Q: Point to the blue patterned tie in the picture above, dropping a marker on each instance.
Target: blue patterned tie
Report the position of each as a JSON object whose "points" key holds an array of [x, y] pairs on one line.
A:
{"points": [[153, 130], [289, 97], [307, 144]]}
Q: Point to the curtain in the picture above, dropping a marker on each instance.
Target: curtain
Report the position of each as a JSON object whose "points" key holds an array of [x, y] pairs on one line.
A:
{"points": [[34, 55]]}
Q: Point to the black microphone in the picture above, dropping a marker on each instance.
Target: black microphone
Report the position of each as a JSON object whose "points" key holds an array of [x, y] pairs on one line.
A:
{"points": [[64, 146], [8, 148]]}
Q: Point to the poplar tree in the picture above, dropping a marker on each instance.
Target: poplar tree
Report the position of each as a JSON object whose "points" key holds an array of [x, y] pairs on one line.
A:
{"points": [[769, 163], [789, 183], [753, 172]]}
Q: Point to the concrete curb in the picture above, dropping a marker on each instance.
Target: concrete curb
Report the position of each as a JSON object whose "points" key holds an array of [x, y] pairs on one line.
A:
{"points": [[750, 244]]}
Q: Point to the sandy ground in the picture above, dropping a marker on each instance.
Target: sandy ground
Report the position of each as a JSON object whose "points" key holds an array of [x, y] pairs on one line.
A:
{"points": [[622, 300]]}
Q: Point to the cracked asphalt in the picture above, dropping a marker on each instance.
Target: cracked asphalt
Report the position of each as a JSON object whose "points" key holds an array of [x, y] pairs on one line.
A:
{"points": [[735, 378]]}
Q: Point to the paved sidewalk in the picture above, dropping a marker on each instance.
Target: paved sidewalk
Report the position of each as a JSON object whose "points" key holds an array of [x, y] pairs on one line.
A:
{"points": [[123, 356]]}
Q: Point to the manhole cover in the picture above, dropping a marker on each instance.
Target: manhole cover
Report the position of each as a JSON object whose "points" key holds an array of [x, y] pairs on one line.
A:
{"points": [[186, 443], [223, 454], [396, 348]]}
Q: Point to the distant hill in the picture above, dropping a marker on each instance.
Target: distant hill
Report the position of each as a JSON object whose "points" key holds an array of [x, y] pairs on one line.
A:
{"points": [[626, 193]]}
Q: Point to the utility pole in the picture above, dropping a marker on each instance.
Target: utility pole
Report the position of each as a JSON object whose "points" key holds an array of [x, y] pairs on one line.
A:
# # # # #
=== WHAT THE TASK ASKS ===
I'd like the material repeated word for word, please.

=== RESPONSE BELOW ===
Q: Point to the blue patterned tie in the picture above, dropping a marker on each instance.
Target: blue patterned tie
Report the position of each as a JSON object whose "points" key holds an array of [x, y] pairs on one line.
A:
{"points": [[153, 130], [289, 97], [307, 144]]}
Q: Point to the curtain in the picture above, dropping a marker on each instance.
Target: curtain
Report the position of each as a JSON object whose "points" key holds an array of [x, y] pairs on one line.
A:
{"points": [[34, 55]]}
Q: Point to the black microphone in the picture above, dropping a marker on each instance.
Target: black microphone
Report the position of each as a JSON object whose "points" key holds an array of [x, y] pairs on one line.
A:
{"points": [[64, 146], [8, 148]]}
Q: Point to the poplar tree in the picture above, dropping a marker on each instance.
Target: poplar tree
Report the position of each as a JSON object whose "points" key holds an array of [x, y] pairs on one line.
A:
{"points": [[769, 163], [789, 183], [753, 172]]}
Q: Point to the concrete curb in the picture above, dropping a marker on each instance.
Target: concrete curb
Report the position of each as a JSON object whose "points" key holds an array of [x, y] pairs on one line.
A:
{"points": [[750, 244]]}
Q: Point to the sandy ground in the picture above, dropping a marker on each instance.
Target: sandy ground
Report the position of each as a JSON object whose "points" key holds an array of [x, y] pairs on one line.
A:
{"points": [[622, 300]]}
Q: Point to the cracked asphalt in the picture above, dropping a marker on each instance.
Target: cracked asphalt
Report the position of each as a JSON object whose "points" key holds an array of [x, y] pairs on one line.
A:
{"points": [[735, 378]]}
Q: Point to the paved sidewalk in the picture above, dropping a marker on each instance.
Target: paved sidewalk
Report the position of each as a JSON object whose "points" key holds an array of [x, y] pairs on one line.
A:
{"points": [[123, 356]]}
Q: Point to the manhole cover in the picture above, dropping a marker on each instance.
Target: manhole cover
Report the position of each as a JSON object whose "points" key holds an array of [x, y] pairs on one line.
A:
{"points": [[186, 443], [223, 454], [396, 348]]}
Q: Point to the distant hill in the picture above, dropping a marker on each instance.
Target: distant hill
Report the position of each as a JSON object whose "points" key holds an array of [x, y] pairs on one line.
A:
{"points": [[626, 193]]}
Q: Point to the utility pole in the picture above, dropping a marker on each instance.
Target: utility pole
Report the position of each as a JSON object whose "points" key holds an array of [x, y] pairs on one line.
A:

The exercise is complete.